**WORK TO BE COMPLETED**
Please transcribe the data that follows without the pictures, keeping every word the same.
━━━━━ INPUT ━━━━━
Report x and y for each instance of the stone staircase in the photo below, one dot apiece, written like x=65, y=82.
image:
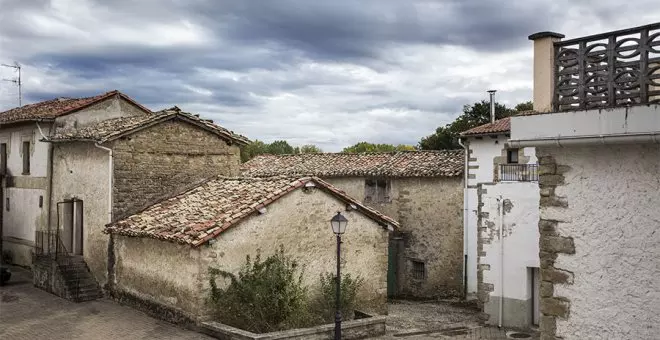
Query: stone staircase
x=80, y=285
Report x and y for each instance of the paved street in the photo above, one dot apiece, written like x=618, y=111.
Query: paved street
x=28, y=313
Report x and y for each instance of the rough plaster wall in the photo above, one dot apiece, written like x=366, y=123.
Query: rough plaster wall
x=430, y=213
x=165, y=158
x=300, y=222
x=81, y=170
x=114, y=107
x=484, y=155
x=25, y=216
x=613, y=218
x=158, y=271
x=521, y=245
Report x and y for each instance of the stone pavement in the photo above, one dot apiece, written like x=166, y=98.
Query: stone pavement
━━━━━
**FINISHED TASK**
Report x and y for each instance of the stone staircase in the photo below, one dot apiece, written like x=65, y=82.
image:
Query: stone staircase
x=80, y=285
Report x and y for each instance of the paved street in the photo above, one dot apiece, written like x=618, y=111.
Query: paved street
x=28, y=313
Report x and y for each instance of the rough plaster wall in the photo above, one dot apiece, written like x=366, y=123.
Query: rough plaster wall
x=430, y=213
x=165, y=158
x=300, y=222
x=81, y=170
x=114, y=107
x=484, y=155
x=25, y=216
x=613, y=218
x=158, y=271
x=521, y=245
Report x and y for each instance of the stone pavement in the photo above, one dot apiece, written like x=166, y=98.
Query: stone pavement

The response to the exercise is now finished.